Location labeling records:
========

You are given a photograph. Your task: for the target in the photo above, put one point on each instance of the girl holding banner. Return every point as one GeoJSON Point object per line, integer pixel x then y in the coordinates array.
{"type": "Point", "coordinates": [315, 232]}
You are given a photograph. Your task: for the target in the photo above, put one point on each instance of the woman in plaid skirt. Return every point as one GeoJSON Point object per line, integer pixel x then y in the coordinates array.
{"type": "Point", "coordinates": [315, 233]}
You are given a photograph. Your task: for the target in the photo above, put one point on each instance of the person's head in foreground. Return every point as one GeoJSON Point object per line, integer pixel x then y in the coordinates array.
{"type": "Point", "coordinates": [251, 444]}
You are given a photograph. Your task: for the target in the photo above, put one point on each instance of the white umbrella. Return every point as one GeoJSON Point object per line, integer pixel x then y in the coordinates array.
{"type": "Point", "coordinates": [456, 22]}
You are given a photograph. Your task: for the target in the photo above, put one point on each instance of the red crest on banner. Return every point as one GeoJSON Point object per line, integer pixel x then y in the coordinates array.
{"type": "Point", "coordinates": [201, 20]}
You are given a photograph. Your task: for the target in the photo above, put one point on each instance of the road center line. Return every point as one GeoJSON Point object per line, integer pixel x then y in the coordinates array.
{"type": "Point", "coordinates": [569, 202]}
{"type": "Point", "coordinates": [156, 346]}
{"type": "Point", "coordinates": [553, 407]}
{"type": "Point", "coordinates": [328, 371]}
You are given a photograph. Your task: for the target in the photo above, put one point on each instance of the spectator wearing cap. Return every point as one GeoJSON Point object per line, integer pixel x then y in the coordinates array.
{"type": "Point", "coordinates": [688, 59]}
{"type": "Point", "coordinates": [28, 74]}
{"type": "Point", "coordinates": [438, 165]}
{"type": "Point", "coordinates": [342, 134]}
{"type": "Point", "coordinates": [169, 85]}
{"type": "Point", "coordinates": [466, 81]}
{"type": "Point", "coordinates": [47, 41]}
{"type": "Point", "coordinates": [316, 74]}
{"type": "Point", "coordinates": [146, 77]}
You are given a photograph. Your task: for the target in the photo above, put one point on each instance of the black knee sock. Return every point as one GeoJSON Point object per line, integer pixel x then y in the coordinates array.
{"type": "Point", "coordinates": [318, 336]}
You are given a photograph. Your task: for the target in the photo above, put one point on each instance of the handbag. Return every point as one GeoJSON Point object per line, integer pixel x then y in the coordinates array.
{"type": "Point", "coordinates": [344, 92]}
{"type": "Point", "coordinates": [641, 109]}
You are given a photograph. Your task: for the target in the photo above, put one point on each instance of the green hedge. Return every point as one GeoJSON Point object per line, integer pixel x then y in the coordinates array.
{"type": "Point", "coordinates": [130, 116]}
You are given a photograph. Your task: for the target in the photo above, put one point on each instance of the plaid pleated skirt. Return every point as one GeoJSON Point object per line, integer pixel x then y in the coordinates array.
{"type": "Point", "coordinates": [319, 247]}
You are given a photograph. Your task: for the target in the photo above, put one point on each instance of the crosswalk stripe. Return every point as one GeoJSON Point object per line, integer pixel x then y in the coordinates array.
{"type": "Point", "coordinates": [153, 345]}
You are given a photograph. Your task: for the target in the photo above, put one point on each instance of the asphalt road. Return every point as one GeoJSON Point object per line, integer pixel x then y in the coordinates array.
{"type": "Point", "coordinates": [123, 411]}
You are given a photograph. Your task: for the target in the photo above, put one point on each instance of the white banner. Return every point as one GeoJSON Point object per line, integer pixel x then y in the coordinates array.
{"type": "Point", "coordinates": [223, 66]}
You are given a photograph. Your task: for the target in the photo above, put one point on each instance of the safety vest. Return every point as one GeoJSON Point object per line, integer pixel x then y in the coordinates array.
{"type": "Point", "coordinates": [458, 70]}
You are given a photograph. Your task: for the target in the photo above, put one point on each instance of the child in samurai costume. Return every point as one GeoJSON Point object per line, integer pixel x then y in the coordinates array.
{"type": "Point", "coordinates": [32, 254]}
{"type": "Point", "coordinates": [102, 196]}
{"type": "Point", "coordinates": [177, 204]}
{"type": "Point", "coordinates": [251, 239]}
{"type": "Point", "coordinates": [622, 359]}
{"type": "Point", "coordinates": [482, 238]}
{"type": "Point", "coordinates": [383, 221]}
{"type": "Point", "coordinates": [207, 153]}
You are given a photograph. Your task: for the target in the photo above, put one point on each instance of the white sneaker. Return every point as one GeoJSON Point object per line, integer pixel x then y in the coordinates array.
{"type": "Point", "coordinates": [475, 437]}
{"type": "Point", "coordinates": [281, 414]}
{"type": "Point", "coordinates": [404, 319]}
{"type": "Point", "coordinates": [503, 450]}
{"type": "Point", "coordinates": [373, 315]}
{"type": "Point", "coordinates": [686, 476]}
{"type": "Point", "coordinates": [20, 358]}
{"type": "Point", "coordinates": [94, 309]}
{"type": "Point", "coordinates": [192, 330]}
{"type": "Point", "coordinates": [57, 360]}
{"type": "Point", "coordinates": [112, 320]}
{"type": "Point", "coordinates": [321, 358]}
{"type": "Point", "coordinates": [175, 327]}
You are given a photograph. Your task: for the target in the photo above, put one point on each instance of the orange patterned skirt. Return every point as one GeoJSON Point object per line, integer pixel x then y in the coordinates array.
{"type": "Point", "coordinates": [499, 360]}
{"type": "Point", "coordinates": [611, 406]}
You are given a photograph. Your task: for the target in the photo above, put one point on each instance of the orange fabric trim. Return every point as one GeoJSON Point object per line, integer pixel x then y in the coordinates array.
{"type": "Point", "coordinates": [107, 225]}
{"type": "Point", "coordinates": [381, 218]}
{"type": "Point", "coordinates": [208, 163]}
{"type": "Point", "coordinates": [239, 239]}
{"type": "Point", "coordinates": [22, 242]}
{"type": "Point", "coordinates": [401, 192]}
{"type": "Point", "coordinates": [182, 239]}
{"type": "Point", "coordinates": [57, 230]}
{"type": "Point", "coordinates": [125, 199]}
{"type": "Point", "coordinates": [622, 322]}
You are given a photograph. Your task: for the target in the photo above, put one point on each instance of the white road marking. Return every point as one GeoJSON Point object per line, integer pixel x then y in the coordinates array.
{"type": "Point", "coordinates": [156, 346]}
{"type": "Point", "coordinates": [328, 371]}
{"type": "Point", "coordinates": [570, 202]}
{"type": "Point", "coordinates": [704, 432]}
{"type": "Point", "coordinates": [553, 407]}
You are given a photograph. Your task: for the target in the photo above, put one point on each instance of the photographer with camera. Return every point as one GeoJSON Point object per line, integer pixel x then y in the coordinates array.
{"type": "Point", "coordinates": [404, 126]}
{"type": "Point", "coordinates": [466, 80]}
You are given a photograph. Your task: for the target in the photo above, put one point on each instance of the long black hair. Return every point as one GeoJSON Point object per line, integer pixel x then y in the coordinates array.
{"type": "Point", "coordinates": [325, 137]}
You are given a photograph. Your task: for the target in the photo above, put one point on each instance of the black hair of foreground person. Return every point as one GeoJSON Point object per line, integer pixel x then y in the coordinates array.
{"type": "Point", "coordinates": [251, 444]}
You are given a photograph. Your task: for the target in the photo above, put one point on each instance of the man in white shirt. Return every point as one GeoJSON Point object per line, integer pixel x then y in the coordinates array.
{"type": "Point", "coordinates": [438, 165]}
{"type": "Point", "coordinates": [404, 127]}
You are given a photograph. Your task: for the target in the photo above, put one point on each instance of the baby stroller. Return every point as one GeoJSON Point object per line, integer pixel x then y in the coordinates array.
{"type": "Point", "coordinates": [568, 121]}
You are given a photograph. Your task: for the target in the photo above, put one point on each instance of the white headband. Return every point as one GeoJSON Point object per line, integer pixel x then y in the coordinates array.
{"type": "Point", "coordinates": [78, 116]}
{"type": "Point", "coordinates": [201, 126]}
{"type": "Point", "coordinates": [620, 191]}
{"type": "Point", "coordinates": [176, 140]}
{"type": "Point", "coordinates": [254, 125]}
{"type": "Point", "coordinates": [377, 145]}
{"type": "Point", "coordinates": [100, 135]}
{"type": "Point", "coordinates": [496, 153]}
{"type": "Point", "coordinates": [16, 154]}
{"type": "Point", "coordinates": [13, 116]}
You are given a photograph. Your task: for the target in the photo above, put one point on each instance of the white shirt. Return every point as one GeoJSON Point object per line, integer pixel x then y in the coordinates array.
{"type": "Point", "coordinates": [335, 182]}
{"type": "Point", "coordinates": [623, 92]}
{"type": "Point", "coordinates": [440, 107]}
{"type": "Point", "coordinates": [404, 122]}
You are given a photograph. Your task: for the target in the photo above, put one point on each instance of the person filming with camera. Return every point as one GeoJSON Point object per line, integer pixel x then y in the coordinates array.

========

(Task goal)
Repeat the lines from the one containing "the white shirt." through the end of the listing, exactly and without any other lines; both ends are included.

(Complete answer)
You are given a photograph. Your task: for the target in the photo above, put one point on each instance of the white shirt. Return every point as one GeoJSON Point object per line, integer pixel x then y in the coordinates array.
{"type": "Point", "coordinates": [335, 182]}
{"type": "Point", "coordinates": [623, 92]}
{"type": "Point", "coordinates": [440, 107]}
{"type": "Point", "coordinates": [404, 122]}
You are given a photograph. Your task: for the target in the photo above, put one point on each instance of the person filming with camera. Return every point as one GeoJSON Point object per line, integer pixel x then y in the coordinates array.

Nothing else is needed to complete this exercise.